### SELECTED PASSAGE
↓
# FreeDOS boot on windows HELP



## moj (Jun 10, 2014)

I need help installing FreeDOS, I am not sure when I boot FreeDOS on my computer from a Compact Disk or USB stick if it will be able to go back to my regular version of windows. Please help.


----------



## spunk.funk (May 13, 2010)

You do not install FreeDOS to your C: drive. If you boot from a USB Stick or CD with FreeDOS on it, the DOS OS is on the removable device. If you remove the removable device, or choose not to boot from it, it will boot into Windows.


----------



## moj (Jun 10, 2014)

One more question, I haven't used FreeDOS yet, but is there any way to browse the internet in FreeDOS mode? And how do I boot from a flashdrive on windows 8?


----------



## spunk.funk (May 13, 2010)

If you have a bootable Flash drive. You would boot off of the USB drive in Windows 8 as you would any other Windows OS. Boot into *Setup* (Bios) go to *Boot Priortiy* and change the boot order to *USB* as first boot device. _Save and Exit_
If you have a UEFI Bios on your computer, you may need to build a USB Flash drive with this utility: How To Make UEFI Bootable USB Flash Drive to Install Windows 8 | Next of Windows


----------



## LMiller7 (Jun 21, 2010)

FreeDOS is a free alternative to MSDOS. There are DOS web browsers available but they are very primitive by modern standards and compatibility with modern websites is not good. Configuring such a browser is not simple. Not very practical.


----------



## moj (Jun 10, 2014)

Thank you for your help and time, I've searched the internet for days and haven't found 
how to make a UEFI bootable pen drive.


----------



## spunk.funk (May 13, 2010)

> How To Make UEFI Bootable USB Flash Drive to Install Windows 8 | Next of Windows


You don't have to search just click on the link in post *#4 *or in the quote above for step by step instructions with pictures.


----------
↑
### DATA RECORDS
↓
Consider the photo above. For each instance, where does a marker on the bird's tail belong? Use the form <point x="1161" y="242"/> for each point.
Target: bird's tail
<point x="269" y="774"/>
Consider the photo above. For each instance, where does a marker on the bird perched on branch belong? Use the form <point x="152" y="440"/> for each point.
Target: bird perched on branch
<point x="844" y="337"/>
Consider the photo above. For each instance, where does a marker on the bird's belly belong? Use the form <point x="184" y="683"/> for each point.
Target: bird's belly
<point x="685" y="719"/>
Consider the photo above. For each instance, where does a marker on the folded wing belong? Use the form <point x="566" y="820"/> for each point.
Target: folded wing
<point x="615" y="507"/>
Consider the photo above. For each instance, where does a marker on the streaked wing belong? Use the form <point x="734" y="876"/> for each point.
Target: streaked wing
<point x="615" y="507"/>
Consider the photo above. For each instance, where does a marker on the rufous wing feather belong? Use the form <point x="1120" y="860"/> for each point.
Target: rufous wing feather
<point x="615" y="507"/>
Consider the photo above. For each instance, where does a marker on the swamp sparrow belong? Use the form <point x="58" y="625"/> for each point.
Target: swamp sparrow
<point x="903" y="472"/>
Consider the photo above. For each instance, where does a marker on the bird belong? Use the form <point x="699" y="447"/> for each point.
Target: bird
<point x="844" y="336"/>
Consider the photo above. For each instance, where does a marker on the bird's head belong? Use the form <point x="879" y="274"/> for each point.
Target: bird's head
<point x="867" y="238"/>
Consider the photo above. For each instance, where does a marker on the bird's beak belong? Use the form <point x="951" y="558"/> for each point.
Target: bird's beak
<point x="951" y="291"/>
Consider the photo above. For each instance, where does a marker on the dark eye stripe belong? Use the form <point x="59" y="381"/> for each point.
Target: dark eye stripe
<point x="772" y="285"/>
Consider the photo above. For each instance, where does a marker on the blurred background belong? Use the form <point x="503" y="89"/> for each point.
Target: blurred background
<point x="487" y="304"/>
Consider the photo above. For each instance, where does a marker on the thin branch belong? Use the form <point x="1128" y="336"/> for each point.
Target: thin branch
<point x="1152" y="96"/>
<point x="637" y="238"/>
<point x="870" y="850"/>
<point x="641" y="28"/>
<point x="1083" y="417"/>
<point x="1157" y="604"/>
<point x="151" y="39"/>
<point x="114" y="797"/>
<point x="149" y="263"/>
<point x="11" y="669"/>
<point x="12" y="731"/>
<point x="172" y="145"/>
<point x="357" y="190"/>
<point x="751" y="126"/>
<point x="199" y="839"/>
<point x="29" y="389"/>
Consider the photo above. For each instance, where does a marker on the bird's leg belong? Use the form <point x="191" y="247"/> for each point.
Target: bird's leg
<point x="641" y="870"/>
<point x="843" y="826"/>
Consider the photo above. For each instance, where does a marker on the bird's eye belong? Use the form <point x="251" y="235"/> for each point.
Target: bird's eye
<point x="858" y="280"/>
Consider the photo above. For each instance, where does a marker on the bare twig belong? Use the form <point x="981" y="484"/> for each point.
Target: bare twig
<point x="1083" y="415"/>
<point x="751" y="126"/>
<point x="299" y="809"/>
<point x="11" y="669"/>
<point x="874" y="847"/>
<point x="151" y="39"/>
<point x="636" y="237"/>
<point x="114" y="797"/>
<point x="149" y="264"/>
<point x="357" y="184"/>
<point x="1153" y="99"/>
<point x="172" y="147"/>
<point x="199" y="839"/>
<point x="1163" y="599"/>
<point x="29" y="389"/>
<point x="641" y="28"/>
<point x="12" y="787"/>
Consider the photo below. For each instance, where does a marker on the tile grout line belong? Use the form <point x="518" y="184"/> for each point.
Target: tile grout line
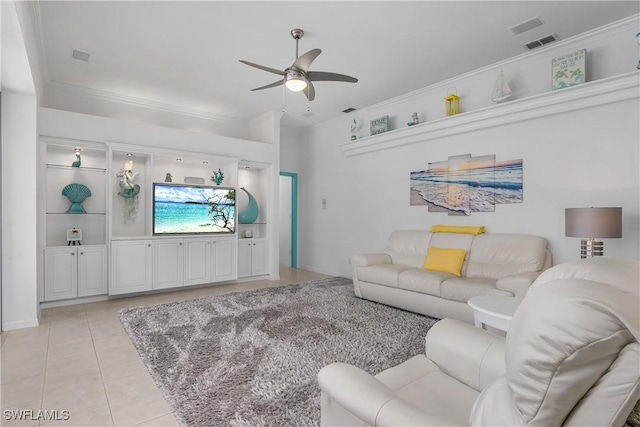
↑
### WRITTEN TASK 1
In the FreeDOS thread, restate the paragraph beginning "You do not install FreeDOS" more briefly, keeping its main facts.
### WRITTEN TASK 2
Please write out everything in the FreeDOS thread from "## LMiller7 (Jun" down to "Not very practical.", with no changes.
You won't need the listing.

### EXPECTED ANSWER 1
FreeDOS isn't installed to the C: drive. Booted from a USB stick or CD, the DOS OS stays on that removable device, and removing the device or not booting from it brings the computer back into Windows.

### EXPECTED ANSWER 2
## LMiller7 (Jun 21, 2010)

FreeDOS is a free alternative to MSDOS. There are DOS web browsers available but they are very primitive by modern standards and compatibility with modern websites is not good. Configuring such a browser is not simple. Not very practical.